#### WRITTEN TASK 1
In the Zebra Puzzle post below, condense the paragraph beginning "It’s a kind of pure brute force" into a short bulleted list that keeps its main facts.

#### DOCUMENT SEGMENT
The Zebra Puzzle brute force solution in golang
[ golang brute-force zebra-puzzle ]In CS theory book I found the link on interesting Boolean Algebra task. The Zebra Puzzle It’s a sort of Boolean Algebra exercise.
I wrote simple golang program to solve the puzzle.
It’s a kind of pure brute force iterator of all possible combinations. Generator pattern is used to provide the combinations and implemented by goroutine and channel. It looks like standard approach in golang. It’s optimized to cut false combinations as soon as possible. There is also a DSL to describe a set of rules.
// Brute-force solution of the Zebra Puzzle
// https://code.energy/solving-zebra-puzzle/
//
// Result:
// Norwegian from 1 house drinks water.
// Japanese from 5 house owns zebra.
package main
import (
"fmt"
)
func contains(values []int, value int) bool {
for _, n := range values {
if n == value {
return true
}
}
return false
}
func addIndexRecursive(indexes []int, ch chan []int, n int) {
if len(indexes) == 5 {
ch <- indexes
return
}
for i := 0; i < n ; i++ {
if contains(indexes, i) {
continue
}
indexes = append(indexes, i)
addIndexRecursive(indexes, ch, n)
indexes = indexes[:len(indexes)-1]
}
}
func allCombinations(n int) chan []int {
ch := make(chan []int)
go func(ch chan []int) {
indexes := []int {}
addIndexRecursive(indexes, ch, n)
close(ch)
}(ch)
return ch
}
func match(indexes1 []int, value1 int, indexes2[]int, value2 int) bool {
if (indexes1[0] != value1 || indexes2[0] != value2) &&
(indexes1[1] != value1 || indexes2[1] != value2) &&
(indexes1[2] != value1 || indexes2[2] != value2) &&
(indexes1[3] != value1 || indexes2[3] != value2) &&
(indexes1[4] != value1 || indexes2[4] != value2) {
return false
}
return true
}
func rightOf(indexes1 []int, value1 int, indexes2[]int, value2 int) bool {
if (indexes1[1] != value1 || indexes2[0] != value2) &&
(indexes1[2] != value1 || indexes2[1] != value2) &&
(indexes1[3] != value1 || indexes2[2] != value2) &&
(indexes1[4] != value1 || indexes2[3] != value2) {
return false
}
return true
}
func nextTo(indexes1 []int, value1 int, indexes2[]int, value2 int) bool {
if (indexes1[0] != value1 || indexes2[1] != value2) &&
(indexes1[1] != value1 || indexes2[0] != value2 && indexes2[2] != value2) &&
(indexes1[2] != value1 || indexes2[1] != value2 && indexes2[3] != value2) &&
(indexes1[3] != value1 || indexes2[2] != value2 && indexes2[4] != value2) &&
(indexes1[4] != value1 || indexes2[3] != value2) {
return false
}
return true
}
const (
englishman = iota
ukrainian
norwegian
japanese
spaniard
)

#### DATASET RECORDS
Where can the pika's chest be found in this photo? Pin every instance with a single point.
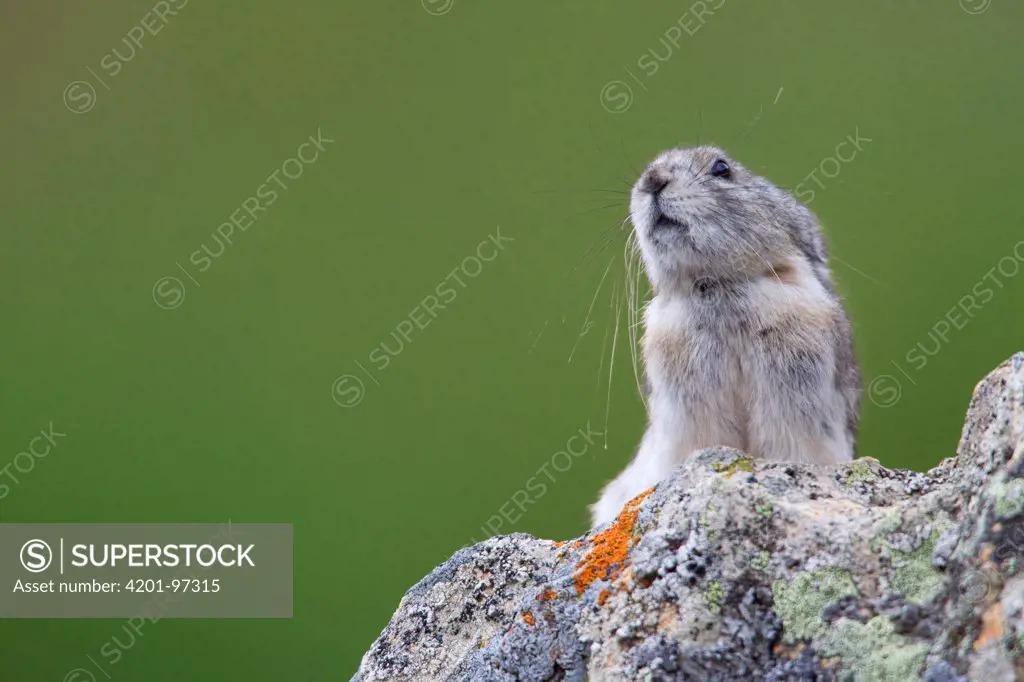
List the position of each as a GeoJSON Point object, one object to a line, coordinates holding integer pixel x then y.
{"type": "Point", "coordinates": [722, 346]}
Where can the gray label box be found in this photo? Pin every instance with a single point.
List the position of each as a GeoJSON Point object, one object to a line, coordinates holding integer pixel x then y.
{"type": "Point", "coordinates": [145, 570]}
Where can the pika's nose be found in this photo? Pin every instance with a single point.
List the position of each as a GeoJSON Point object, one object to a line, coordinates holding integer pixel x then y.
{"type": "Point", "coordinates": [653, 181]}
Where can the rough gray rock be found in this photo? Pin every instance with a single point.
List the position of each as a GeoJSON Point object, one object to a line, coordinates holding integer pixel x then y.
{"type": "Point", "coordinates": [738, 569]}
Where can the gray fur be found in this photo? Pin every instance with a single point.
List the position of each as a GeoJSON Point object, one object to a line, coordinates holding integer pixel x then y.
{"type": "Point", "coordinates": [745, 343]}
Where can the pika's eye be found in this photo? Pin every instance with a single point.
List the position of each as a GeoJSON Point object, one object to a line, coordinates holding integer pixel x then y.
{"type": "Point", "coordinates": [721, 169]}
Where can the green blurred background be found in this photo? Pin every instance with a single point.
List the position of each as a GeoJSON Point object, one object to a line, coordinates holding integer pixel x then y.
{"type": "Point", "coordinates": [449, 121]}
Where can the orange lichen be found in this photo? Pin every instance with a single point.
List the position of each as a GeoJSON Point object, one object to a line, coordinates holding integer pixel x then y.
{"type": "Point", "coordinates": [609, 549]}
{"type": "Point", "coordinates": [991, 627]}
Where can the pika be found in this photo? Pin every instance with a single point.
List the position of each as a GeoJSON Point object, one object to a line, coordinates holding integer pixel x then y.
{"type": "Point", "coordinates": [745, 342]}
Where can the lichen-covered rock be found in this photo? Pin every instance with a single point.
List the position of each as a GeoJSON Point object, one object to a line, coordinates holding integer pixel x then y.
{"type": "Point", "coordinates": [739, 569]}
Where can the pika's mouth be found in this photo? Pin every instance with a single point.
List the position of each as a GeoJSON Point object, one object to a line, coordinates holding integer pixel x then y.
{"type": "Point", "coordinates": [663, 221]}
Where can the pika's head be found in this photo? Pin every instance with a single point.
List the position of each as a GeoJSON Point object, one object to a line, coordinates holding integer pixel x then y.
{"type": "Point", "coordinates": [697, 213]}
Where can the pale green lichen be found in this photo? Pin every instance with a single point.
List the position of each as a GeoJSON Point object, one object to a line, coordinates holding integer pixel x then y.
{"type": "Point", "coordinates": [913, 576]}
{"type": "Point", "coordinates": [714, 595]}
{"type": "Point", "coordinates": [861, 470]}
{"type": "Point", "coordinates": [764, 507]}
{"type": "Point", "coordinates": [1009, 498]}
{"type": "Point", "coordinates": [799, 602]}
{"type": "Point", "coordinates": [740, 464]}
{"type": "Point", "coordinates": [872, 651]}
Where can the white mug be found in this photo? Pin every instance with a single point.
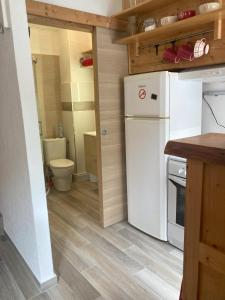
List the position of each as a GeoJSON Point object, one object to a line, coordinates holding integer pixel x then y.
{"type": "Point", "coordinates": [201, 48]}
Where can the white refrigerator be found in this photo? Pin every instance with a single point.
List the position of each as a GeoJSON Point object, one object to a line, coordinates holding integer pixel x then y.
{"type": "Point", "coordinates": [158, 107]}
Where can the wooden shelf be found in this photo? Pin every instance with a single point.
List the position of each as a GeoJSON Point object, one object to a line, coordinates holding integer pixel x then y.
{"type": "Point", "coordinates": [142, 8]}
{"type": "Point", "coordinates": [180, 28]}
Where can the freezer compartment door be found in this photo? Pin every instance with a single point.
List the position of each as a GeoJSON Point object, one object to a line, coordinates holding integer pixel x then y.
{"type": "Point", "coordinates": [147, 95]}
{"type": "Point", "coordinates": [146, 175]}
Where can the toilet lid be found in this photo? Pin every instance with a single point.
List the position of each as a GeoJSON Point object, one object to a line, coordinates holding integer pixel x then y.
{"type": "Point", "coordinates": [61, 163]}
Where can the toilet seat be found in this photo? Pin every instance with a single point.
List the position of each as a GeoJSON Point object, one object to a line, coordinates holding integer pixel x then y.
{"type": "Point", "coordinates": [61, 163]}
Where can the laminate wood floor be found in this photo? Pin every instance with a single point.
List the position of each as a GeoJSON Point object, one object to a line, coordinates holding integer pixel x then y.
{"type": "Point", "coordinates": [117, 263]}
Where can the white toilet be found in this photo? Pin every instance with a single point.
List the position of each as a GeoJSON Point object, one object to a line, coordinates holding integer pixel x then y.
{"type": "Point", "coordinates": [55, 158]}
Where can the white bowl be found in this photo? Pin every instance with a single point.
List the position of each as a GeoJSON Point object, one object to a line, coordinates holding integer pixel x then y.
{"type": "Point", "coordinates": [151, 27]}
{"type": "Point", "coordinates": [168, 20]}
{"type": "Point", "coordinates": [207, 7]}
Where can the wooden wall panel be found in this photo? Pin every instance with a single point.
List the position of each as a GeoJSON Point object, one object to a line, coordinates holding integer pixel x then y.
{"type": "Point", "coordinates": [111, 67]}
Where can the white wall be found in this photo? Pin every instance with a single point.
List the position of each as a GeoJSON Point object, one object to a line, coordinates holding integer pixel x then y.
{"type": "Point", "coordinates": [44, 40]}
{"type": "Point", "coordinates": [218, 105]}
{"type": "Point", "coordinates": [22, 190]}
{"type": "Point", "coordinates": [100, 7]}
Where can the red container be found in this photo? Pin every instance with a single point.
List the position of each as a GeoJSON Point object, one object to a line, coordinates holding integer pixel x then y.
{"type": "Point", "coordinates": [87, 62]}
{"type": "Point", "coordinates": [185, 14]}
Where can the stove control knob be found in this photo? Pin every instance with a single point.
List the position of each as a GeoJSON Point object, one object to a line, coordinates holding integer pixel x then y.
{"type": "Point", "coordinates": [182, 172]}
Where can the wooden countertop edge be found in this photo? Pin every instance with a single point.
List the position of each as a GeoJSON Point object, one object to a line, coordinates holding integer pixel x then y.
{"type": "Point", "coordinates": [190, 149]}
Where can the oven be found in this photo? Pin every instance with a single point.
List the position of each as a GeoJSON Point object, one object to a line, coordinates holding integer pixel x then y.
{"type": "Point", "coordinates": [177, 170]}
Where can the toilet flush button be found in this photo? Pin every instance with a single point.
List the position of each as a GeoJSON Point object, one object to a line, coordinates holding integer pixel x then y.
{"type": "Point", "coordinates": [104, 131]}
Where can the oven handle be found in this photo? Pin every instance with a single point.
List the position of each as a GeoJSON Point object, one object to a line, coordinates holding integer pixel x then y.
{"type": "Point", "coordinates": [177, 180]}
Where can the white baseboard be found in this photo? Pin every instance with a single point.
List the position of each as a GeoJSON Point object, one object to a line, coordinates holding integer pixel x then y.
{"type": "Point", "coordinates": [42, 286]}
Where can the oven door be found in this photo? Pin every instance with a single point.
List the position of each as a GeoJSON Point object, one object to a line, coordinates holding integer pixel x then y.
{"type": "Point", "coordinates": [176, 200]}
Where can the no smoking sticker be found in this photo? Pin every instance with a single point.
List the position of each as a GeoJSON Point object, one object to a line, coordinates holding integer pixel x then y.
{"type": "Point", "coordinates": [142, 94]}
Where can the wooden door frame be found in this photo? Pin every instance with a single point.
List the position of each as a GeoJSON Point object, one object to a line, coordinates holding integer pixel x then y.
{"type": "Point", "coordinates": [39, 19]}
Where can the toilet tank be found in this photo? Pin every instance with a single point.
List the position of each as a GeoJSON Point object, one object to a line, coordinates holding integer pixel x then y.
{"type": "Point", "coordinates": [54, 149]}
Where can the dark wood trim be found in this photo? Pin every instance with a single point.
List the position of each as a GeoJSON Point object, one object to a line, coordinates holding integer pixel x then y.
{"type": "Point", "coordinates": [51, 13]}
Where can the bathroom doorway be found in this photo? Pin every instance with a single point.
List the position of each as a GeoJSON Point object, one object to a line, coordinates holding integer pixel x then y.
{"type": "Point", "coordinates": [64, 80]}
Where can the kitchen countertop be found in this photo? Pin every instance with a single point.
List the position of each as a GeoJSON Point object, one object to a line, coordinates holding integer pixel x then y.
{"type": "Point", "coordinates": [207, 148]}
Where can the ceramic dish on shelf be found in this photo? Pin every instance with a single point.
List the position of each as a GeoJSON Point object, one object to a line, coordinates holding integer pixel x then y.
{"type": "Point", "coordinates": [207, 7]}
{"type": "Point", "coordinates": [168, 20]}
{"type": "Point", "coordinates": [185, 14]}
{"type": "Point", "coordinates": [149, 24]}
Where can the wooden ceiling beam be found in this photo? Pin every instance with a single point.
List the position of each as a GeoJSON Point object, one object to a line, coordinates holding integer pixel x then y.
{"type": "Point", "coordinates": [58, 13]}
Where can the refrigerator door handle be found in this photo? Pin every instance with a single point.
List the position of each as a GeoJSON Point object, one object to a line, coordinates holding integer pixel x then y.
{"type": "Point", "coordinates": [146, 118]}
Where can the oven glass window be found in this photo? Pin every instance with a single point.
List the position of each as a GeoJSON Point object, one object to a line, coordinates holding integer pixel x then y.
{"type": "Point", "coordinates": [180, 202]}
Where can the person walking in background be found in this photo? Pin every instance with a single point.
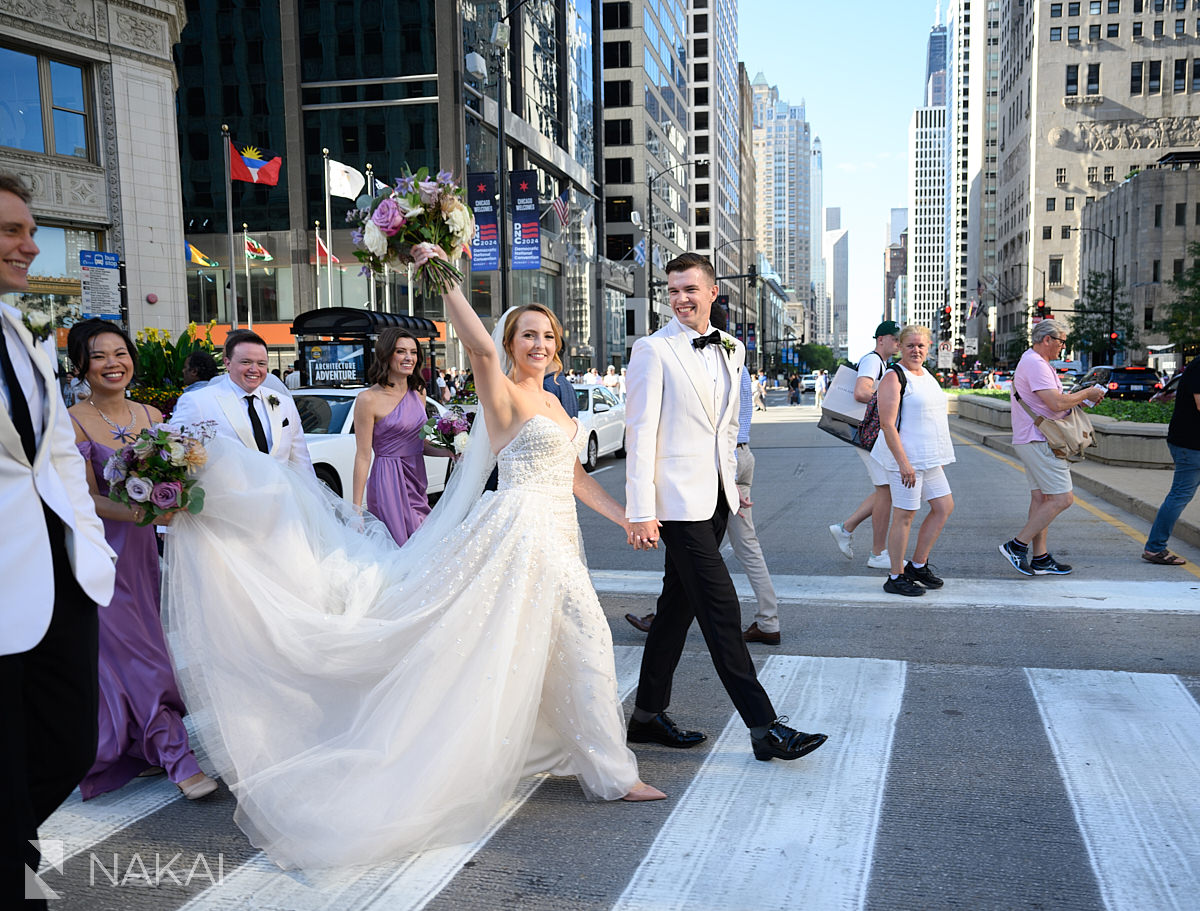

#### WRITTEN TASK 2
Extract every line of the listing above that contains the string "rock". Matching is case-sensitive.

#### FULL SOLUTION 1
- The program is a pure brute-force iterator over all possible combinations.
- A generator pattern supplies the combinations, implemented with a goroutine and a channel, which looks like a standard approach in golang.
- It is optimized to cut false combinations as soon as possible.
- A DSL describes the set of rules.

#### FULL SOLUTION 2
Where can the rough gray rock be found in this photo? Pin every instance with a single point.
Where can the lichen-covered rock be found in this photo? Pin every instance with a single point.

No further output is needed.